__TEXT SEGMENT__.
+ + + + +

Uniformed Services University

USU Department of Microbiology
and Immunology


Mitre Lab Web Page



Immune response to filariae

Our lab studies the immune response to filariae.   Filariae are tissue-invasive roundworms which are transmitted by insects.  Pathogenic human filariae include Wuchereria bancrofti and Brugia malayi, which cause lymphatic filariasis (elephantiasis), Onchocerca volvulus, the cause of river blindness, and Loa loa, which causes African eyeworm.   Lymphatic filariasis alone affects approximately 120 million people world-wide and, after malaria, is the second-most burdensome parasitic disease as measured by disability-adjusted life years.  Onchocerciasis affects 18 million people, causing blindness or severe visual impairment in 750,000 people, mostly in sub-Saharan Africa.

+ + + + +

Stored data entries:
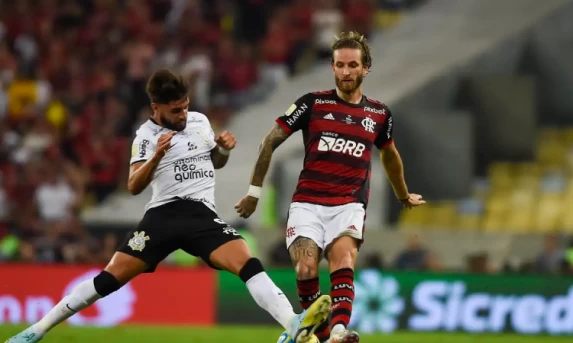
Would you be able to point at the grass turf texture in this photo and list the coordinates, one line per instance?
(247, 334)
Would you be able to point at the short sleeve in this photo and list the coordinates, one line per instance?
(142, 149)
(298, 114)
(385, 137)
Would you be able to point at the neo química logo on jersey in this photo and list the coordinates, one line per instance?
(385, 303)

+ + + + +

__WORK ORDER 1__. According to the Mitre Lab page, how many people does lymphatic filariasis affect worldwide?
__WORK ORDER 2__. Translate this sentence from the Mitre Lab page into Spanish: "Filariae are tissue-invasive roundworms which are transmitted by insects."
__WORK ORDER 3__. Extract the stretch of the Mitre Lab page from "Our lab studies" through "in sub-Saharan Africa.".
The records have no connection to the Mitre Lab page.

__ANSWER SPACE 1__. Approximately 120 million people.

__ANSWER SPACE 2__. Las filarias son gusanos redondos que invaden los tejidos y que son transmitidos por insectos.

__ANSWER SPACE 3__.
Our lab studies the immune response to filariae.   Filariae are tissue-invasive roundworms which are transmitted by insects.  Pathogenic human filariae include Wuchereria bancrofti and Brugia malayi, which cause lymphatic filariasis (elephantiasis), Onchocerca volvulus, the cause of river blindness, and Loa loa, which causes African eyeworm.   Lymphatic filariasis alone affects approximately 120 million people world-wide and, after malaria, is the second-most burdensome parasitic disease as measured by disability-adjusted life years.  Onchocerciasis affects 18 million people, causing blindness or severe visual impairment in 750,000 people, mostly in sub-Saharan Africa.